(Task item): If a line in the data holds the string "lake", list it.

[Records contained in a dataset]
————

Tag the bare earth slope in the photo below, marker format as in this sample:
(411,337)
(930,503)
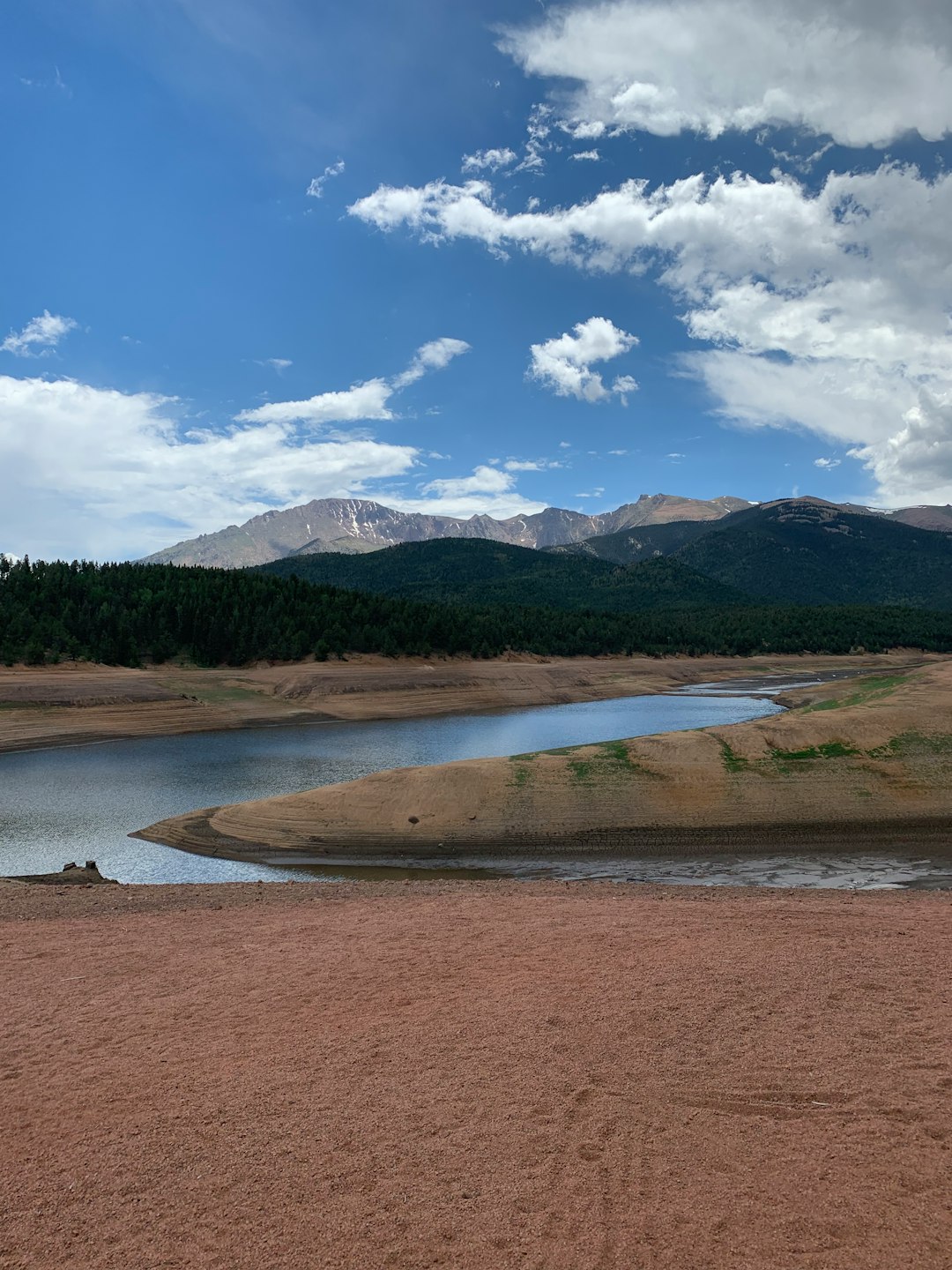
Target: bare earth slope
(473,1076)
(868,761)
(70,704)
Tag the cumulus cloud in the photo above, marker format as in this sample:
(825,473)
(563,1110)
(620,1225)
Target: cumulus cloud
(367,400)
(914,465)
(489,161)
(430,357)
(564,365)
(316,188)
(487,492)
(40,337)
(825,309)
(862,72)
(531,465)
(95,471)
(360,401)
(122,474)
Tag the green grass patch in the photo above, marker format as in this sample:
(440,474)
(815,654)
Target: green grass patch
(911,743)
(522,778)
(873,689)
(733,761)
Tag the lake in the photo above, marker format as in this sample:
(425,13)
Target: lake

————

(Exercise result):
Tag the lake in the photo above, marker format as in this sample:
Target: lake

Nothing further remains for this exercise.